Saved entries

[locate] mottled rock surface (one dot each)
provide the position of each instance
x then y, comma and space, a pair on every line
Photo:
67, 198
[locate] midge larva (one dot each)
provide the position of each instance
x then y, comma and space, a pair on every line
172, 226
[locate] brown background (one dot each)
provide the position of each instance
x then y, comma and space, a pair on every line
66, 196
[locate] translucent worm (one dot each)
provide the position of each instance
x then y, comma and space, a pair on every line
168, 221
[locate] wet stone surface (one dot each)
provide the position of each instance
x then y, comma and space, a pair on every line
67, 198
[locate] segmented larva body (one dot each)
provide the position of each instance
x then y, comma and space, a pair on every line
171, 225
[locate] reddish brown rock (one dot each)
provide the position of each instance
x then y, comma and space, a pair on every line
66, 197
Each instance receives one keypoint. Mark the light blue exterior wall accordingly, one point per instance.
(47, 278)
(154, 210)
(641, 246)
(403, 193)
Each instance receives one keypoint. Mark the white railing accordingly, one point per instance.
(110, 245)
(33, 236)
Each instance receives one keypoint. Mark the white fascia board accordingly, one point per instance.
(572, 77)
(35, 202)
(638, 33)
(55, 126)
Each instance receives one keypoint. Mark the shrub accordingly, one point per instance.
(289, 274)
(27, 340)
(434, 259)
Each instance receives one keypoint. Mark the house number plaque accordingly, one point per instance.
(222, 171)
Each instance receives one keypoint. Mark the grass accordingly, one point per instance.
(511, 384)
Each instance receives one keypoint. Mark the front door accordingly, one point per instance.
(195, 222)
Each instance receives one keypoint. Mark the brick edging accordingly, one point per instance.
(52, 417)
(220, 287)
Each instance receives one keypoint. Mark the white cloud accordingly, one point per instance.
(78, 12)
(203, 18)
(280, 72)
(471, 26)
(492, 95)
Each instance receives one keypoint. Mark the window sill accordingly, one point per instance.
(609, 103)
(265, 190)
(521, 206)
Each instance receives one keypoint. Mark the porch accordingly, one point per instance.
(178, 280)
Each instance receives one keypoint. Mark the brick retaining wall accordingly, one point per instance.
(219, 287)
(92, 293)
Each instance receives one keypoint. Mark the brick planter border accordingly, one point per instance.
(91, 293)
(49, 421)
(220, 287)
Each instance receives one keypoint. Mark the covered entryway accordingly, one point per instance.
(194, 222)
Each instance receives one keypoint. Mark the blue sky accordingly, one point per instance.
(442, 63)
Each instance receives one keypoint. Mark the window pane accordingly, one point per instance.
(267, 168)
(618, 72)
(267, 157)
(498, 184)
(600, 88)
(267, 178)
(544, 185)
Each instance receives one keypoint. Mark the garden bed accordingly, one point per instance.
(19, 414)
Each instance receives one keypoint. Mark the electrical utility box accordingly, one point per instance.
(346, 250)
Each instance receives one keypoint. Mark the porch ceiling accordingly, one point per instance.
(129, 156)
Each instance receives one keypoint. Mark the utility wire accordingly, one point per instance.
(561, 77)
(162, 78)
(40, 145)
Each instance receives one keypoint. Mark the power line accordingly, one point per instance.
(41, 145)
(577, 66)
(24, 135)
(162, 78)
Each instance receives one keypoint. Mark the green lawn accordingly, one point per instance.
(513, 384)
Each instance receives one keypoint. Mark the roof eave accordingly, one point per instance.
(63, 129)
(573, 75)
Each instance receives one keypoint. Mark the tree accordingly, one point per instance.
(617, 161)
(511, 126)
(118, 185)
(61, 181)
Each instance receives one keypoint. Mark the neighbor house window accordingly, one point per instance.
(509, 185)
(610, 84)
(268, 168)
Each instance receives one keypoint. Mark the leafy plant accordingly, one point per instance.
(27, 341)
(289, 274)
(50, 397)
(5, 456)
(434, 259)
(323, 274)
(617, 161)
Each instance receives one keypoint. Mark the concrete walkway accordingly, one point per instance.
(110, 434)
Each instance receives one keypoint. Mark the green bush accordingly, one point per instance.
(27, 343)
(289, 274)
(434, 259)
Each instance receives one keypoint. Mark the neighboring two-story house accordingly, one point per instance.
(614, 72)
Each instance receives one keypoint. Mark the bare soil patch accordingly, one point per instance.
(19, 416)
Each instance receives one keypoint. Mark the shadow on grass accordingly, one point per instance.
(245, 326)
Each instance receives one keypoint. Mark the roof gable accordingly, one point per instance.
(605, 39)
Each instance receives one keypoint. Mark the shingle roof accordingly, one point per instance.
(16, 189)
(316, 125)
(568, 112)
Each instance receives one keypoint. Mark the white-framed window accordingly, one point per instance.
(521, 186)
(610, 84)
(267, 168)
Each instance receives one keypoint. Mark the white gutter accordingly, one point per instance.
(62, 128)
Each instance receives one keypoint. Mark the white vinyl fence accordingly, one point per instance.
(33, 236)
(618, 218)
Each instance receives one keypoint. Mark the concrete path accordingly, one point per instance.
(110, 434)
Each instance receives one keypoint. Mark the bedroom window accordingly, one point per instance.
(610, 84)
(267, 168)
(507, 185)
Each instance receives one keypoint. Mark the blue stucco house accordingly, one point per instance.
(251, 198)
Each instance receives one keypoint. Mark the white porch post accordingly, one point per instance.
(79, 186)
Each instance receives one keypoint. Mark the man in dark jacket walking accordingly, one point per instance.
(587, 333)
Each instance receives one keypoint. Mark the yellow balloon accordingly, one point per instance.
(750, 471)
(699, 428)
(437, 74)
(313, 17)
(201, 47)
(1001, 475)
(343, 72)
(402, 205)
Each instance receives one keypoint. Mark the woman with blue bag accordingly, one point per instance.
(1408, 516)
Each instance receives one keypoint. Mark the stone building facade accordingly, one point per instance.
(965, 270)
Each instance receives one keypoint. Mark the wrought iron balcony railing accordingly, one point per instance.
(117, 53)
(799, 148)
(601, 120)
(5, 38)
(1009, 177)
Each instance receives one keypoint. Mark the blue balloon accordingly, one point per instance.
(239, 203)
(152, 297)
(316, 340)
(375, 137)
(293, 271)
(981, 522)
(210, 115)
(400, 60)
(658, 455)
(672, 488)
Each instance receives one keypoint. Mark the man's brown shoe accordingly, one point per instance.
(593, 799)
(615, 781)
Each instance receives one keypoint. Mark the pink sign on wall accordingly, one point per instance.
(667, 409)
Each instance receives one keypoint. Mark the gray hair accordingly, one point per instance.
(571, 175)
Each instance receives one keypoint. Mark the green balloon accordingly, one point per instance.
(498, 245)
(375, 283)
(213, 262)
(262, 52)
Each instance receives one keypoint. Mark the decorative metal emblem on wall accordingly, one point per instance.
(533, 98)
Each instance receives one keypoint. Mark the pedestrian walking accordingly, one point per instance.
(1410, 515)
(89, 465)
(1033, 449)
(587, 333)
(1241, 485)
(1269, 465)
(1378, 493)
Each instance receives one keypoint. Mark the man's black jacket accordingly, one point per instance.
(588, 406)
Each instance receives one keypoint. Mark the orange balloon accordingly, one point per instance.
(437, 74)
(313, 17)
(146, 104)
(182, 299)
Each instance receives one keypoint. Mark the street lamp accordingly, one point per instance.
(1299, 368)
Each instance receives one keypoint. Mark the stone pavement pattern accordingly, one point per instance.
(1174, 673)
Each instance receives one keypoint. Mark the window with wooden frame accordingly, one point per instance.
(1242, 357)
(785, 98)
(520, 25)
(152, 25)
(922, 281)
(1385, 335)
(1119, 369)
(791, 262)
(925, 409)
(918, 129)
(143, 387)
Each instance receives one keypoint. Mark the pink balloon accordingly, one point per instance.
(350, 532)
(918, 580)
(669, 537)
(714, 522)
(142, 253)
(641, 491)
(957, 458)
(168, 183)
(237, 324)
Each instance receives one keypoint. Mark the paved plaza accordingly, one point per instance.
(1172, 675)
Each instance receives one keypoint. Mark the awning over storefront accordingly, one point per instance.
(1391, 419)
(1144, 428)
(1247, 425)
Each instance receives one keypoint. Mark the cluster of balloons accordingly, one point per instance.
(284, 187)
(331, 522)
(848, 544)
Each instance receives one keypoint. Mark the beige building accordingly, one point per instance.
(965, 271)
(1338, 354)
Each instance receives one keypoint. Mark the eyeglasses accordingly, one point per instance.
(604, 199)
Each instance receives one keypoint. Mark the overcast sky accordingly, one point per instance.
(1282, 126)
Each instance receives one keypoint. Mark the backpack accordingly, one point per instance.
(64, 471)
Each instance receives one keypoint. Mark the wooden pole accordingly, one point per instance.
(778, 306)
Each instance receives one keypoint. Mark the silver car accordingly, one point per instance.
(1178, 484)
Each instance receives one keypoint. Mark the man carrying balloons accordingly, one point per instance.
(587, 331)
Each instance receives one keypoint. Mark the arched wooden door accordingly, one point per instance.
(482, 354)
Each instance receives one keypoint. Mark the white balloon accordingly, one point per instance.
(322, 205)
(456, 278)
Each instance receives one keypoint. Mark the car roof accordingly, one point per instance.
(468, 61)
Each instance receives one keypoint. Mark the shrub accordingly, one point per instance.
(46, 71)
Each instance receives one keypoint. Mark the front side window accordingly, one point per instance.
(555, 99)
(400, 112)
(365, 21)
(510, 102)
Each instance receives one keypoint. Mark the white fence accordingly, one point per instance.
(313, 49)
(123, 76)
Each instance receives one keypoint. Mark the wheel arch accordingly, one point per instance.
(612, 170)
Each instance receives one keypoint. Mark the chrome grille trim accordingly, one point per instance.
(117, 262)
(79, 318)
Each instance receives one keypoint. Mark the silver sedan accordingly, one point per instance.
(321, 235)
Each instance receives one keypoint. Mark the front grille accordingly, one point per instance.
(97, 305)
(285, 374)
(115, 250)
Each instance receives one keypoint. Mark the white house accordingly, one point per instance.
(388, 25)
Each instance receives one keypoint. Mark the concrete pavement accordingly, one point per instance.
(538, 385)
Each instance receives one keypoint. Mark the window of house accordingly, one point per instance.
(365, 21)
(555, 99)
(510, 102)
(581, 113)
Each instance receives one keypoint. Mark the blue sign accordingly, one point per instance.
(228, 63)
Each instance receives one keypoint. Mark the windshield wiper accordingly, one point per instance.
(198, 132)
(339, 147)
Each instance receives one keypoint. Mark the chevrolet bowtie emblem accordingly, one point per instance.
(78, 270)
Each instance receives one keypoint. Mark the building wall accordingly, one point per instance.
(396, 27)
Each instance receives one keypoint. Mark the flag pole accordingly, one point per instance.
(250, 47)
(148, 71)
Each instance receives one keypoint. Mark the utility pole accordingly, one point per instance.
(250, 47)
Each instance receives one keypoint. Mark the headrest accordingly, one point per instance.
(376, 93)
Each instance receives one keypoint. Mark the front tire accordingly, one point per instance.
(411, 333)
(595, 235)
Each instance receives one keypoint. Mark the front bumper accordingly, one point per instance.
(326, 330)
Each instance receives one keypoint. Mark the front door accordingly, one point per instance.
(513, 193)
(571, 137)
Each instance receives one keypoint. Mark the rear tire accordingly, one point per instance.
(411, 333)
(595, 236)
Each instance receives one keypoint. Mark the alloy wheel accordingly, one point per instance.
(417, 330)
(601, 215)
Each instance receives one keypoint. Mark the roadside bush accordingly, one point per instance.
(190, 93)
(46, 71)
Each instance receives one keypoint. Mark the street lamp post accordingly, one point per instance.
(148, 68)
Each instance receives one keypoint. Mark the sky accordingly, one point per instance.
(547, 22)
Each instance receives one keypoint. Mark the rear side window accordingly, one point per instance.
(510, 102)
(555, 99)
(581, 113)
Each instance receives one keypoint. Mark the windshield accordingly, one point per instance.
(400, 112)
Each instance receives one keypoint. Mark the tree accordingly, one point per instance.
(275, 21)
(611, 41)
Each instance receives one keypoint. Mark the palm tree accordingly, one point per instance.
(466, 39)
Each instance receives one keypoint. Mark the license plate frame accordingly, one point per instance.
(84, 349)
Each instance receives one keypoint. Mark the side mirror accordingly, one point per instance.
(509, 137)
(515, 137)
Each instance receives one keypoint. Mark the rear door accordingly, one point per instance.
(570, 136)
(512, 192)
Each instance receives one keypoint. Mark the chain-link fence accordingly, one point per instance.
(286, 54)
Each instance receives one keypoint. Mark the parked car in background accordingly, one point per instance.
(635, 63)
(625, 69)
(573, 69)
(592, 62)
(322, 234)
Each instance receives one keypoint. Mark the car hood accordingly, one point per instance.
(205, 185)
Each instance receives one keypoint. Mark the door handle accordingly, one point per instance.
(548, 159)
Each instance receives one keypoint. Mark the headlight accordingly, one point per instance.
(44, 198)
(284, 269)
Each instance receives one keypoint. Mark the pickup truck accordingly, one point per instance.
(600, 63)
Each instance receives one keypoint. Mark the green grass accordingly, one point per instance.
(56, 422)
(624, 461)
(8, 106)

#### What you have to do
Print the line containing "Each instance receives one keypoint. Mark the street lamp post", then every line after it through the last line of the records, each exactly as written; nothing else belongs in the answer.

#### Exercise solution
Each instance receives one keypoint. Mark the street lamp post accordingly, one point per instance.
(148, 68)
Each instance receives one keypoint. Mark the sky accordingly, one point per instance.
(547, 22)
Each instance receives one keypoint. Mark the rear side window accordingly, one point per instance.
(510, 102)
(555, 99)
(581, 113)
Each instance receives one keypoint. Mark the windshield accordingly, one point per instance.
(400, 112)
Each instance receives one keypoint. Mark the tree accordingly, one point per instance.
(275, 21)
(611, 41)
Each instance receives one keypoint. Mark the palm tree accordingly, one point per instance.
(466, 39)
Each instance receives one keypoint. Mark the license plate frame accordingly, one point per instance.
(84, 349)
Each instance receives one keypoint. Mark the side mirror accordingly, one point per instance.
(509, 137)
(515, 137)
Each instance receives one keypoint. Mark the rear door accordingly, one point per instance.
(570, 136)
(512, 192)
Each instance receives one keypoint. Mark the chain-link fence accordingly, one point per instance.
(286, 54)
Each instance receives one keypoint. Mark the parked car in background accordingly, one point per instance.
(635, 63)
(625, 69)
(573, 69)
(592, 62)
(322, 234)
Each instance receives one keypoint. Mark the car hood accordingly, one point per instance.
(205, 185)
Each instance receives one keypoint. Mark the door handle accordingly, one point per instance.
(548, 159)
Each instance receives one keypoint. Mark the headlight accordingly, one point per instance.
(44, 198)
(284, 269)
Each instance receives one keypoint. Mark the pickup truck accordingly, one point per instance.
(600, 63)
Each instance receives one keypoint. Mark the green grass accordingly, one point per instance.
(56, 422)
(624, 461)
(8, 106)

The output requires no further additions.